Point localization data:
........

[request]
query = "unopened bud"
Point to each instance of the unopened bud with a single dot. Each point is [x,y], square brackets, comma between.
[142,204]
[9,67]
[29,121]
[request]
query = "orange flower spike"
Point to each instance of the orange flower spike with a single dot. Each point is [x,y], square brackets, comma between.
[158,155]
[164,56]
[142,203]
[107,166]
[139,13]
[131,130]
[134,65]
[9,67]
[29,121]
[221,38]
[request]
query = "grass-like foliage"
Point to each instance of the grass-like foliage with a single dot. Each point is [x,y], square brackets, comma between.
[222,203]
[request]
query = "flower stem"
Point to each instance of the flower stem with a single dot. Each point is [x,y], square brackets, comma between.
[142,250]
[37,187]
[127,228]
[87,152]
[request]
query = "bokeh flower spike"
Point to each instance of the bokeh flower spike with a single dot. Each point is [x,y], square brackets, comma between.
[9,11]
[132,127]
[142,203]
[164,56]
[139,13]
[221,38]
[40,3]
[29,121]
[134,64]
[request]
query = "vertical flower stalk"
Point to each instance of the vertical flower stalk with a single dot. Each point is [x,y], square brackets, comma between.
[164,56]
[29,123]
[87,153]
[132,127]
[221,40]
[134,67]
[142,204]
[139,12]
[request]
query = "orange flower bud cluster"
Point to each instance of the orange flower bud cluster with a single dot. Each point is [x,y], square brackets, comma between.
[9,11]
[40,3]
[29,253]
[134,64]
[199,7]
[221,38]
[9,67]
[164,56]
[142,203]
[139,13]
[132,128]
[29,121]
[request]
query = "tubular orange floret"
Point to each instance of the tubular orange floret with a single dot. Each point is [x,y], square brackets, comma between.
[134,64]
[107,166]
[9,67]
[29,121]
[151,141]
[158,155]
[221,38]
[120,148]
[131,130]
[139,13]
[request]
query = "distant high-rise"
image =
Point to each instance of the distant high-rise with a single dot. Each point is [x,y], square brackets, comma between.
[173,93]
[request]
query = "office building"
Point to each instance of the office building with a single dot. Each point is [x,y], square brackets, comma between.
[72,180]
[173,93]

........

__Directions__
From the line with "Point to each instance of the vertical" through the final line of the records, return each line exactly. Leave out the rest.

__Task result__
Point to each instance of the vertical flower stalk with a single dot. Each point is [x,y], square brackets, comma between.
[164,56]
[29,123]
[87,153]
[132,127]
[221,40]
[134,67]
[142,204]
[139,12]
[request]
query = "orange flower bud cluster"
Point to each instance of the orange flower bud cluster with a single dot. Each point is [x,y], square brackets, comma between.
[9,11]
[40,3]
[29,253]
[134,64]
[199,7]
[221,38]
[9,67]
[164,56]
[142,203]
[139,13]
[132,128]
[29,121]
[request]
query = "tubular orange floret"
Point to each instance of the tubular orange floret with a single dot. Each point is [x,y], square brackets, comma between.
[134,64]
[107,166]
[9,67]
[29,121]
[151,141]
[158,155]
[221,38]
[120,148]
[131,130]
[139,13]
[request]
query = "distant high-rise"
image =
Point to each instance of the distant high-rise with a single dot. Each point is [x,y], square brackets, comma between.
[173,93]
[request]
query = "office building"
Point to each instance of the office building with a single dot. Each point is [x,y], square brackets, comma between.
[72,180]
[173,93]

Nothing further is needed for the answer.